## Task goal:
Using the material below, copy every line where "this" appears.
======== Source material ========
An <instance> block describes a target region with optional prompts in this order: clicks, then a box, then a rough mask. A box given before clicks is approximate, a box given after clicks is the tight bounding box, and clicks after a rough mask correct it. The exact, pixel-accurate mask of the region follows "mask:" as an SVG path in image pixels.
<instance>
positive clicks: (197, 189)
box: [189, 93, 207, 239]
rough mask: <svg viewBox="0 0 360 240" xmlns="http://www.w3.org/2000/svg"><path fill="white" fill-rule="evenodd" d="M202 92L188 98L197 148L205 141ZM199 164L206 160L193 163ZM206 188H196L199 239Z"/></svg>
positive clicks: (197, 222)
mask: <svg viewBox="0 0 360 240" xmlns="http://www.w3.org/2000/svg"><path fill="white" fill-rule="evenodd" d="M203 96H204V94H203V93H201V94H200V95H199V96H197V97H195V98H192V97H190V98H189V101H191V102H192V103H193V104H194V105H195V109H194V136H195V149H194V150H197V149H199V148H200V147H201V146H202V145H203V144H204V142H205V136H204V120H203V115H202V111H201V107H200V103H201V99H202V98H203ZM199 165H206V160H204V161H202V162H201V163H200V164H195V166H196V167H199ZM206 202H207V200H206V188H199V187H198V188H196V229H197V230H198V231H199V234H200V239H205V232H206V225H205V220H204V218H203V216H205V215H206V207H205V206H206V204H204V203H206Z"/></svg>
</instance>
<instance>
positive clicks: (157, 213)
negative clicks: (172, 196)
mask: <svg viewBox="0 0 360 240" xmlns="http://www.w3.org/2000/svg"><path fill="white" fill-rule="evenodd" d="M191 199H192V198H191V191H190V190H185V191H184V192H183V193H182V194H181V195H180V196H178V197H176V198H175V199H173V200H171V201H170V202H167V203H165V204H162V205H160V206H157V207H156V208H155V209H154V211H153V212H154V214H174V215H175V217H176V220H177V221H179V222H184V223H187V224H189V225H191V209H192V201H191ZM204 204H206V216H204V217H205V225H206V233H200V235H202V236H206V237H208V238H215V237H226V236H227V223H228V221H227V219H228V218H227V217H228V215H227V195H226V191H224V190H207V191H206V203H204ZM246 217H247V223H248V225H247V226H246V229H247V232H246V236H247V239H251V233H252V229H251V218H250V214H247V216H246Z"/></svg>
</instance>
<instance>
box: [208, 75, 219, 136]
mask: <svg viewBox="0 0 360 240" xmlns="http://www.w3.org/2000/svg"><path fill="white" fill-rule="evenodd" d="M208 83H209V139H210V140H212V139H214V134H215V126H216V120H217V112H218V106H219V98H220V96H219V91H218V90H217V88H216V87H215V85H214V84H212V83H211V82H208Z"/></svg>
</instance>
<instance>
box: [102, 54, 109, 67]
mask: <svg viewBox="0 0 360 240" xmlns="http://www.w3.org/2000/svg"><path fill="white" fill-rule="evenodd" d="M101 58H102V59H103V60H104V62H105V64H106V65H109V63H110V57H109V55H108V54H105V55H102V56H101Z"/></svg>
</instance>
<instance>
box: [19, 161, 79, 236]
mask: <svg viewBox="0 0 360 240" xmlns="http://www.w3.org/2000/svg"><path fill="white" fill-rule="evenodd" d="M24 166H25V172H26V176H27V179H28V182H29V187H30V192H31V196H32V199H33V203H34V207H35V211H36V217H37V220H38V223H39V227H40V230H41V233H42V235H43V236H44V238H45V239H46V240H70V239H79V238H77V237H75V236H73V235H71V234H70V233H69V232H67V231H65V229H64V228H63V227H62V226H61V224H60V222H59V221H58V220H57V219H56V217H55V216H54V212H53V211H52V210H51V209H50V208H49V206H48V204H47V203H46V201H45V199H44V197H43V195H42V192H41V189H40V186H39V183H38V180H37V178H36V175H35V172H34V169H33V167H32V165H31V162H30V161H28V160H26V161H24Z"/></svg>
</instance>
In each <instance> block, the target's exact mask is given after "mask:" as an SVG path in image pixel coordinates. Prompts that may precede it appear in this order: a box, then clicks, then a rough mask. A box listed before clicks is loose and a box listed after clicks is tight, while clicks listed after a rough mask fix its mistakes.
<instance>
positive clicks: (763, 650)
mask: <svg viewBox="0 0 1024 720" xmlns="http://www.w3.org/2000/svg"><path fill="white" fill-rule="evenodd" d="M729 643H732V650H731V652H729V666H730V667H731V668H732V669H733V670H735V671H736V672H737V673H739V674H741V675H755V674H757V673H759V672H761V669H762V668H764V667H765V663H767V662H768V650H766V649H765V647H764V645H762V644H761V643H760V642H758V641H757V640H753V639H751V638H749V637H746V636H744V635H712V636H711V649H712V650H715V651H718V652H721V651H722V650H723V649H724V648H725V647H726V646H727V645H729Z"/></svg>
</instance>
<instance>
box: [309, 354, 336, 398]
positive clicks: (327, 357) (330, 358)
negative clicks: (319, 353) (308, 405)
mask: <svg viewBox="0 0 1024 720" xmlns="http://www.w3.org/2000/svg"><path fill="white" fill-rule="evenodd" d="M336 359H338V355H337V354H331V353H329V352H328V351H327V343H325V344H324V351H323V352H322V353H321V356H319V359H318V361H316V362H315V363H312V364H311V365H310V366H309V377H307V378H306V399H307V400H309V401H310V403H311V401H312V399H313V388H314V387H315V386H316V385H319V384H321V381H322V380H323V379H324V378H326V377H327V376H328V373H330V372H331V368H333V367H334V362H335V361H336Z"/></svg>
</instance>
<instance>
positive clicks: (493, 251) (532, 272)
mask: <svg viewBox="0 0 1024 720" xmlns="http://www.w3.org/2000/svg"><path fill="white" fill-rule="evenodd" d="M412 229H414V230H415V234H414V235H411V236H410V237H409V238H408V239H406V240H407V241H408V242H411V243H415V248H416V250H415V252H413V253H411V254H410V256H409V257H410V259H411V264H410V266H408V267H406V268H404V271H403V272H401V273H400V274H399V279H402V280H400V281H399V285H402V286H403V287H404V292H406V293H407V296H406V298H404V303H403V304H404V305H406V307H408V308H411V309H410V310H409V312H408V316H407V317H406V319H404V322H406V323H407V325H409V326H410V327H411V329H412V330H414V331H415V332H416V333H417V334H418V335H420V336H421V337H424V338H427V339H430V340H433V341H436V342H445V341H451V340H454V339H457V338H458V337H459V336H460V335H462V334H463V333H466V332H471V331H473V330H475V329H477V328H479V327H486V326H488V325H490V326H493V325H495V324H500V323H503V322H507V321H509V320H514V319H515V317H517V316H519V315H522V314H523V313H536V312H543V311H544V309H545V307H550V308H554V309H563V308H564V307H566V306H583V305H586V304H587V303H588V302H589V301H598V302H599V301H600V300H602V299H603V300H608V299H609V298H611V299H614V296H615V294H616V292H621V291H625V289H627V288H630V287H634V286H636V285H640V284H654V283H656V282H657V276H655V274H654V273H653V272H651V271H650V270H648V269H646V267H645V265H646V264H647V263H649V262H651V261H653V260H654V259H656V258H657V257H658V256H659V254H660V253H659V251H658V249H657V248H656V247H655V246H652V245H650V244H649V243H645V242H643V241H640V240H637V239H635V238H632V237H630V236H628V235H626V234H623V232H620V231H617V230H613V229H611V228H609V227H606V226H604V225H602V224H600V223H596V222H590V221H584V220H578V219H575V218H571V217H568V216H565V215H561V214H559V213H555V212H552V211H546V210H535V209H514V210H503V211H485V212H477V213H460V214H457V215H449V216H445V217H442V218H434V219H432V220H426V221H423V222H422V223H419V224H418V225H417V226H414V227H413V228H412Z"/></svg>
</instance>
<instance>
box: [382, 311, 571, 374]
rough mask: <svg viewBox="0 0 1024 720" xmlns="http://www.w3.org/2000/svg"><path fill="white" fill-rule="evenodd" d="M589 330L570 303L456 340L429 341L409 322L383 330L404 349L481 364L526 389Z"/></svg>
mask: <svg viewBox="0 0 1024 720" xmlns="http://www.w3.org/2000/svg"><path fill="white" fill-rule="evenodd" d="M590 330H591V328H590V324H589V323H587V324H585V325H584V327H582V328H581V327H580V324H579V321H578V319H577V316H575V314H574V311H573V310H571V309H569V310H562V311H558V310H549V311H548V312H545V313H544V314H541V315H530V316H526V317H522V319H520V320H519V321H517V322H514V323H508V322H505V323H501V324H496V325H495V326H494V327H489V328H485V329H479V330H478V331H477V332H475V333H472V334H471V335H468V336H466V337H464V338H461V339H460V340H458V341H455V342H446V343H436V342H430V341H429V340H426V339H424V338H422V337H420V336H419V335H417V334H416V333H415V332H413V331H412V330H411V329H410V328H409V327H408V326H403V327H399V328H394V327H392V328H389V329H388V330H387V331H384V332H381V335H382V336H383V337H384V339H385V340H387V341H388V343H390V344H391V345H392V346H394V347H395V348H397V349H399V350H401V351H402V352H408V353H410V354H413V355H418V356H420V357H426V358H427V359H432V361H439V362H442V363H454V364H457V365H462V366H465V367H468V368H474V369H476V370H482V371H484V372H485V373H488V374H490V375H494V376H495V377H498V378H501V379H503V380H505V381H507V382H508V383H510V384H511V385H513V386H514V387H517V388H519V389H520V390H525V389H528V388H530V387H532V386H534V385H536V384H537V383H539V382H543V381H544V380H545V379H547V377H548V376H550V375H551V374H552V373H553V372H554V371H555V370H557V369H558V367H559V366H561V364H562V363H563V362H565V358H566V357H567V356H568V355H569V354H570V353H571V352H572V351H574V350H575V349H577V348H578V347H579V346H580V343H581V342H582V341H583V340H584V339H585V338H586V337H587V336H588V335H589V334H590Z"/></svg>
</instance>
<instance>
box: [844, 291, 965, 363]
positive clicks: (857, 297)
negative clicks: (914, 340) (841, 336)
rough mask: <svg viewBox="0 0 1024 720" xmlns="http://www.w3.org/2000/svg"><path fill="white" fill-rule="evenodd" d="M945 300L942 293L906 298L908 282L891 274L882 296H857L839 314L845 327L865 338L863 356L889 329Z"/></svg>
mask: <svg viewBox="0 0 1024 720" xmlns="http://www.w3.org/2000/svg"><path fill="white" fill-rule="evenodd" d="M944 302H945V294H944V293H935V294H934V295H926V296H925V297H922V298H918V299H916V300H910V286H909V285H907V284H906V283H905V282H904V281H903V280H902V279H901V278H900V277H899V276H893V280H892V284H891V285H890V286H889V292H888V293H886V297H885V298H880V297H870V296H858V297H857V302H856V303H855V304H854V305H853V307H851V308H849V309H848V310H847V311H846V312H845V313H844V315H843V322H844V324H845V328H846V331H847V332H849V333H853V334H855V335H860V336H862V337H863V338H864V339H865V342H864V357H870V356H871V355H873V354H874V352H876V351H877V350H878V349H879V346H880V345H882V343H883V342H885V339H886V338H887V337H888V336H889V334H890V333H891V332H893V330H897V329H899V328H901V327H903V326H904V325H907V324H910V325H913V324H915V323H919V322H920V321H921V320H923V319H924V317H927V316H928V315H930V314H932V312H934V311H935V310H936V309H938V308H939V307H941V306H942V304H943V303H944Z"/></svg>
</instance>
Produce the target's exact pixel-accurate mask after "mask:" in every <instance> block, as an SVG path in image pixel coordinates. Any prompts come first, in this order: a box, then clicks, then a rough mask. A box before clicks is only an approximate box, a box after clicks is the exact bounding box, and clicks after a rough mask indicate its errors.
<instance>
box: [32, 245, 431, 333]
========
## Result of the task:
An <instance> block describes a target region with optional prompts in this order: clicks, then a box, then a rough mask. A box given before clicks is approximate, a box given after clicks is the tight bounding box, and clicks after a rough mask correct it. The exact, pixel-accurate mask of the region follows "mask:" as an SVG path in image pixels.
In each <instance> block, the target's exact mask is given after "mask:" as an SVG path in image pixel coordinates. Prompts that may precede it appear in this order: a box, then clicks, then a rough mask. A box listed before clicks is loose and a box listed after clicks is tight, while clicks listed after a rough mask fix its mistakes.
Produce the target's exact pixel-accurate mask after "mask:" in every <instance> block, as an SVG path in image pixel coordinates. Any prompts come first, in this order: a box, then clicks, then a rough mask. A box before clicks is only an approximate box, a box after clicks is the exact bounding box, and clicks after a rough mask indicate its errors.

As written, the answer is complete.